▸ Challenge 1
Give every line of the records, from the very start down through the line containing "226 344 L 229", as a numbered list without the blank lines.

Organizational leaders often speak about crafting an employee value proposition – creating a great place to work; a great place to learn, or a great place to grow. As is usual with a lot of these huge corporate transformation campaigns, plenty of money is spent, and most times the only people that come out smiling are the HR executives who can nicely tick off their performance scorecards and the consultants who got paid for designing the EVP and running internal road shows and publicity. Months down the line these superficial programmes yield very little – employee engagement remains low, and talent retention is still at risk.
Obviously there are a number of organizations who have gotten it right, but they definitely went a bit deeper than an EVP campaign and road shows. It boils down like everything else to the character of the leadership in the institution, and where this is wrong, no amount of branding or re-branding can make a change!
We are preparing this week for a trip to the ancient city of Kano, and I am really excited about visiting my favourite hotel in the world – Prince Hotel. Perhaps its owner has never sat down to think about crafting an Employee Value Proposition, but judging from my visit over 5 years ago, he has an EVP well wrapped up under his belt. Employee engagement is about incentivizing the right behaviour, rather than playing favourites with a bunch of yes men that is typical with organizational leaders today. At Prince, the hotel staff members get a big share of the service charges, so they would do everything to keep you satisfied and locked up in your rooms ordering room service all day long – It works you know! Conversely, I recall how a young employee in a bank once told me that he suffered under his boss for a while for calling her by her first name, which was the right thing to do since the organization had a first-name open-door policy. He soon learned of his “unacceptable” behaviour, began to append Aunty and “Ma” before and after her name, and soon he got a long-awaited promotion!

▸ Data in this exercise
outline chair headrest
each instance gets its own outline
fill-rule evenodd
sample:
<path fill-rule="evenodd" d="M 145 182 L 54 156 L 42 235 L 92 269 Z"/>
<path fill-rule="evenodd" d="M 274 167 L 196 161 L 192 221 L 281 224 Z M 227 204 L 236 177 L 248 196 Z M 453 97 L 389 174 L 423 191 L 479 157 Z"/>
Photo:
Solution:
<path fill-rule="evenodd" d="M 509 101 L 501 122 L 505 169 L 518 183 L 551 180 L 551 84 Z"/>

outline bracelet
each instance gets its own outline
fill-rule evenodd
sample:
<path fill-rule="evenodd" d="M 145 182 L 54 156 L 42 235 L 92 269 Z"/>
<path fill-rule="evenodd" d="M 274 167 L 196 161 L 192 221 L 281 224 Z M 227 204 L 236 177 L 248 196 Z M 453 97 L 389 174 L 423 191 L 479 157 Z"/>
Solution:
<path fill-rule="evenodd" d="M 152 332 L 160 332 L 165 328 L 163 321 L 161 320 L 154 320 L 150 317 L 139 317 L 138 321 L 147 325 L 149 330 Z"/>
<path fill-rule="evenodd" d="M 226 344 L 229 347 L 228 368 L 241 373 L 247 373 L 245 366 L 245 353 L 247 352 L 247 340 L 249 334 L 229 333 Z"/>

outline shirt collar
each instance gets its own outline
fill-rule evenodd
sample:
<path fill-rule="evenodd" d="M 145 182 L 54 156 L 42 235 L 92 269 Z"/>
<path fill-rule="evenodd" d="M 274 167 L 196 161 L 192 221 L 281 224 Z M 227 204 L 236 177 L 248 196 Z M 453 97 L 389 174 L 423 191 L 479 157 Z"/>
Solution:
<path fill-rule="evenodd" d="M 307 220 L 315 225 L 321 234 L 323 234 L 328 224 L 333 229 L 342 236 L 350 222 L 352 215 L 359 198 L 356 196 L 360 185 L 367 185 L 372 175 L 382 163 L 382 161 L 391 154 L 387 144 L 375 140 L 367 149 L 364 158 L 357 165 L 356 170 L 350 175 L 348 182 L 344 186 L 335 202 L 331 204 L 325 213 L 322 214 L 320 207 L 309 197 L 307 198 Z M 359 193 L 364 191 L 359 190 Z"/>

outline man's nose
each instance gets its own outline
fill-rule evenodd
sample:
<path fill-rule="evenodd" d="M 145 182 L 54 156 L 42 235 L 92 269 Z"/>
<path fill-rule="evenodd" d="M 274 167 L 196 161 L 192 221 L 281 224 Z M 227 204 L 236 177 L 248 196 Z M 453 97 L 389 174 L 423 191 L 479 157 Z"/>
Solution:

▸ Challenge 2
Copy everything from "Obviously there are" down to "make a change!" in the passage on employee value propositions, but put "management" wherever "leadership" appears.

▸ Exercise output 1
1. outline chair headrest
2. each instance gets its own outline
3. fill-rule evenodd
4. sample:
5. <path fill-rule="evenodd" d="M 145 182 L 54 156 L 42 235 L 92 269 Z"/>
6. <path fill-rule="evenodd" d="M 274 167 L 196 161 L 192 221 L 281 224 Z M 227 204 L 236 177 L 248 196 Z M 453 97 L 389 174 L 423 191 L 479 157 Z"/>
7. Photo:
8. Solution:
9. <path fill-rule="evenodd" d="M 509 101 L 501 122 L 505 169 L 518 183 L 551 180 L 551 84 Z"/>
10. outline bracelet
11. each instance gets its own outline
12. fill-rule evenodd
13. sample:
14. <path fill-rule="evenodd" d="M 145 182 L 54 156 L 42 235 L 92 269 Z"/>
15. <path fill-rule="evenodd" d="M 274 167 L 196 161 L 192 221 L 281 224 Z M 227 204 L 236 177 L 248 196 Z M 453 97 L 389 174 L 423 191 L 479 157 Z"/>
16. Solution:
17. <path fill-rule="evenodd" d="M 152 332 L 160 332 L 165 328 L 163 321 L 161 320 L 154 320 L 150 317 L 139 317 L 138 321 L 147 325 L 149 330 Z"/>
18. <path fill-rule="evenodd" d="M 226 344 L 229 347 L 228 368 L 241 373 L 247 373 L 245 366 L 245 353 L 247 352 L 247 340 L 249 334 L 229 333 Z"/>

▸ Exercise output 2
Obviously there are a number of organizations who have gotten it right, but they definitely went a bit deeper than an EVP campaign and road shows. It boils down like everything else to the character of the management in the institution, and where this is wrong, no amount of branding or re-branding can make a change!